* **Exercise details**
Print the listing exactly.

Segment Start: Records shown

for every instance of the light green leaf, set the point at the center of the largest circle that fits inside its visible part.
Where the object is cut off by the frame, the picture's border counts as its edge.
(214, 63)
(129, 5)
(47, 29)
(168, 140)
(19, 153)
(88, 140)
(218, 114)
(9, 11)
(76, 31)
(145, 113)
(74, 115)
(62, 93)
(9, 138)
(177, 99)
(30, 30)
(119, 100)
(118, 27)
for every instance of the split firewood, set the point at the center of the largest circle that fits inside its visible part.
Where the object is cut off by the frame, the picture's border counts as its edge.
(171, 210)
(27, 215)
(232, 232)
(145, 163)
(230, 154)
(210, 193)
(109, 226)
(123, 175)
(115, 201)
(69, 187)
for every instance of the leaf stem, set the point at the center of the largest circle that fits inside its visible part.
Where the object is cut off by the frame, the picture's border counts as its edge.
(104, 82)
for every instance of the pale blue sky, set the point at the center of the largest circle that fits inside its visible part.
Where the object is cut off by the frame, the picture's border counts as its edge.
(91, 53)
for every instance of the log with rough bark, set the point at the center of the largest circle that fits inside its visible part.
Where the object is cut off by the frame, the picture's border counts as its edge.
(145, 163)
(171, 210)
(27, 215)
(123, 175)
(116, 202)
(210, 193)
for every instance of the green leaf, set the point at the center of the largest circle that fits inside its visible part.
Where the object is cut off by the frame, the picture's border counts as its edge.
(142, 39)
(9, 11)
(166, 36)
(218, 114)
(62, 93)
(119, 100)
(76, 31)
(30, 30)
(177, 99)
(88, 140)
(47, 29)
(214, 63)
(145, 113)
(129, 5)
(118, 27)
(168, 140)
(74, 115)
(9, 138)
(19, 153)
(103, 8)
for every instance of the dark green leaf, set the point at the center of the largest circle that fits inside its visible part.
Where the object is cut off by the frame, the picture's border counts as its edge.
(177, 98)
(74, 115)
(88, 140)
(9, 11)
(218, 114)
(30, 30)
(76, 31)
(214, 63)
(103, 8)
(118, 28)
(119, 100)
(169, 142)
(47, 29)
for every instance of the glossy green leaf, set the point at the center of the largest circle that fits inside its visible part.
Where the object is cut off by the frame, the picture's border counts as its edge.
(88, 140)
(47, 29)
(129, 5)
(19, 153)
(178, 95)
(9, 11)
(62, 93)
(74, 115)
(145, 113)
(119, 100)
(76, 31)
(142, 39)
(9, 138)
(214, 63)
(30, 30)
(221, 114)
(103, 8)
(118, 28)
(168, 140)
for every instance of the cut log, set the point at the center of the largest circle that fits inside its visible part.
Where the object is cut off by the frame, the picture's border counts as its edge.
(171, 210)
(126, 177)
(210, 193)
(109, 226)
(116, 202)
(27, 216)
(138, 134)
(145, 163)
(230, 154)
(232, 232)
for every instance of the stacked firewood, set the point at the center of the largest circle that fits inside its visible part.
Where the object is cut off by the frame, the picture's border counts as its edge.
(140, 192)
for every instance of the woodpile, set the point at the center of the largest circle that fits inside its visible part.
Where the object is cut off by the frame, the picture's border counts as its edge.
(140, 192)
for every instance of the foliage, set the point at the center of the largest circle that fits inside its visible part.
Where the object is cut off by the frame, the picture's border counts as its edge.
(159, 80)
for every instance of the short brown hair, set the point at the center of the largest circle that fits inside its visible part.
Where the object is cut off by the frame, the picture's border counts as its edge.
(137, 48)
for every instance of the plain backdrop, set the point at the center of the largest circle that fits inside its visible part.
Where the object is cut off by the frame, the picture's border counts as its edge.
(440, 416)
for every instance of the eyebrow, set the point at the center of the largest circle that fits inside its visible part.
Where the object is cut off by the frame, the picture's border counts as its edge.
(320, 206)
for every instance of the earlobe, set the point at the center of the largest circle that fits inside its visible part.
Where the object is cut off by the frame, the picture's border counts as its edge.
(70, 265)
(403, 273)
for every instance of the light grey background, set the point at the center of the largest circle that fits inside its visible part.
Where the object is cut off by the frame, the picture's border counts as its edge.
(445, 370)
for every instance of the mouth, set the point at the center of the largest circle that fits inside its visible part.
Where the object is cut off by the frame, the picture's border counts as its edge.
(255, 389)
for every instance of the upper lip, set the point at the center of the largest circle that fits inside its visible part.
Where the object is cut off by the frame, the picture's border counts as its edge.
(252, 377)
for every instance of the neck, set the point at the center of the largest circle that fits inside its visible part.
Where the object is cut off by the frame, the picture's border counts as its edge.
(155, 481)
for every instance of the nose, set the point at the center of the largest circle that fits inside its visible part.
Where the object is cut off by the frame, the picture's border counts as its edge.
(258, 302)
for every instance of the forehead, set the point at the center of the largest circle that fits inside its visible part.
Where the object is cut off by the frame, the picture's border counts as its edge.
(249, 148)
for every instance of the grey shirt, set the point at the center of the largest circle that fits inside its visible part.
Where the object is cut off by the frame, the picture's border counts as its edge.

Segment End: Records shown

* **Task result**
for every instance of the light green leaf, set the point at the center of the largest circle that fits inside its visible part.
Where the object is cut off by the frame, the picture's border counts as its edge.
(214, 63)
(129, 5)
(47, 29)
(168, 140)
(19, 153)
(88, 140)
(218, 114)
(9, 11)
(76, 31)
(145, 113)
(74, 115)
(62, 93)
(9, 138)
(177, 99)
(30, 30)
(119, 100)
(118, 27)
for every instance of the split firewood, set the point at the center of the largest circle that fits inside its visible part.
Where the object is cut off by the frame, the picture's border counts as its edge.
(171, 210)
(27, 215)
(232, 232)
(145, 163)
(230, 154)
(210, 193)
(109, 226)
(123, 175)
(115, 201)
(69, 187)
for every instance of the leaf stem, set the point at the center of the largest circle that fits inside its visible part.
Where the object is cut off by the frame, the picture's border counts as its edge.
(104, 82)
for every instance of the pale blue sky, set the point at the center of the largest circle that fits inside its visible part.
Where the object is cut off by the frame, the picture's border counts as its edge.
(91, 53)
for every instance of the log with rough bark, set the point at the center of the largest circle that fits inside its visible part.
Where the object is cut off by the frame, the picture's border counts as its edge.
(145, 163)
(171, 210)
(27, 215)
(123, 175)
(116, 202)
(210, 193)
for every instance of the green leaf, set the point at the center of the largest circle that fits inside its visible part.
Where the object is cut off by the frame, the picture's border counts as its edge.
(142, 39)
(9, 11)
(166, 36)
(218, 114)
(62, 93)
(119, 100)
(76, 31)
(30, 30)
(177, 99)
(88, 140)
(47, 29)
(214, 63)
(145, 113)
(129, 5)
(118, 27)
(168, 140)
(74, 115)
(9, 138)
(19, 153)
(103, 8)
for every instance of the dark green leaf, set the point at the center of the largest circle that fits inside its visible part.
Where the object is cut off by the frame, the picture's border counts as its edge.
(177, 98)
(74, 115)
(88, 140)
(9, 11)
(218, 114)
(30, 30)
(76, 31)
(214, 63)
(103, 8)
(118, 28)
(119, 100)
(169, 142)
(47, 29)
for every instance of the glossy green leaf, set the point at the center of the largest circle that fits inside its visible part.
Where the object is cut off by the frame, the picture's border counts as its edge.
(88, 140)
(47, 29)
(129, 5)
(19, 153)
(178, 95)
(9, 11)
(62, 93)
(74, 115)
(145, 113)
(119, 100)
(76, 31)
(142, 39)
(9, 138)
(214, 63)
(30, 30)
(221, 114)
(103, 8)
(118, 28)
(168, 140)
for every instance of the cut log, set the point at the center of the largest circle that fits inside its visible part.
Where the object is cut off by the frame, the picture's border counts as its edge.
(171, 210)
(126, 177)
(210, 193)
(109, 226)
(116, 202)
(27, 216)
(138, 134)
(145, 163)
(230, 154)
(232, 232)
for every instance of the stacked firewood, set the point at the center of the largest circle that fits inside its visible part.
Where the object is cut off by the frame, the picture's border counts as its edge.
(140, 192)
for every instance of the woodpile, set the point at the center of the largest circle that fits inside its visible part.
Where the object is cut off by the frame, the picture's border counts as its edge.
(140, 192)
for every instance of the foliage, set the point at the center of the largest circle that fits inside its visible part.
Where the object is cut off by the frame, the picture's border counts as its edge.
(159, 80)
for every instance of the short brown hair, set the point at the center of the largest circle that fits inside its visible part.
Where the object is cut off by the frame, the picture's border counts as its edge.
(137, 48)
for every instance of the plain backdrop, set the point at the center of the largest circle that fits inside its visible part.
Where the object is cut off by the frame, the picture's border counts as its edge.
(440, 416)
for every instance of the eyebrow, set the point at the center of the largest circle that fits inside its visible part.
Where the object is cut off by the frame, the picture's border counts as its edge.
(320, 206)
for every instance of the earlobe, set the point at the center of the largest circle that fits inside its visible part.
Where the object is cut off by the frame, the picture's border counts as its edge.
(70, 265)
(403, 273)
for every instance of the light grey background, set the point at the center of the largest circle that fits inside its visible part.
Where the object is cut off by the frame, the picture's border counts as its edge.
(445, 370)
for every instance of the mouth, set the point at the center of the largest circle that fits inside its visible part.
Where the object is cut off by the frame, the picture's border counts as its edge.
(255, 389)
for every instance of the upper lip, set the point at the center of the largest circle that fits inside its visible part.
Where the object is cut off by the frame, the picture's border counts as its edge.
(252, 377)
for every instance of the neck, set the point at the center of the largest circle that fits inside its visible part.
Where the object is cut off by the frame, the picture's border counts as its edge.
(155, 481)
for every instance of the nose, set the point at the center of the largest circle that fits inside its visible part.
Where the object is cut off by the frame, the picture's border counts as its edge.
(258, 302)
for every instance of the forehead, set the point at the center of the largest circle that fits inside its visible part.
Where the object is cut off by the frame, the picture's border counts as its edge.
(249, 148)
for every instance of the grey shirt, set the point at the center of the largest circle that fits inside its visible part.
Where the object is cut off by the frame, the picture's border counts as its edge.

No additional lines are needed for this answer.